• [What is being asked] Scan the entries below and extract each line with the word "point" in it.

• [Information given]
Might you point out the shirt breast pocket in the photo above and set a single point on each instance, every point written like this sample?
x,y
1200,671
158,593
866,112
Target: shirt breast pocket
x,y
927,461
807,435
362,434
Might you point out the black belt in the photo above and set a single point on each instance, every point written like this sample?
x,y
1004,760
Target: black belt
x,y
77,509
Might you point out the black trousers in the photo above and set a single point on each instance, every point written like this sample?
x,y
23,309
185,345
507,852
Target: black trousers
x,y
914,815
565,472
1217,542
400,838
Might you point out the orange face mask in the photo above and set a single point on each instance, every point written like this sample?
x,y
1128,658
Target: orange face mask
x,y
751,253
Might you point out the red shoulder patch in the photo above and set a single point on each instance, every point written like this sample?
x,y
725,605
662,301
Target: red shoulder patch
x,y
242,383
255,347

• [Solution to the problem]
Might you point out the shirt breast pocket in the photo above and set a single point on each instance, every point written like this sample?
Might you point out the black belt in the photo above and set a single point on each instance, every point written like this sample?
Might you point out the black trousers in the photo above and set a single point on each instance, every point written like this sample?
Might you point out the orange face mask in the photo above and set a single point on each instance, every point written like this sample?
Might you point out the red shoulder patch in the photo above and set a single point on each instance, every point written like this sample?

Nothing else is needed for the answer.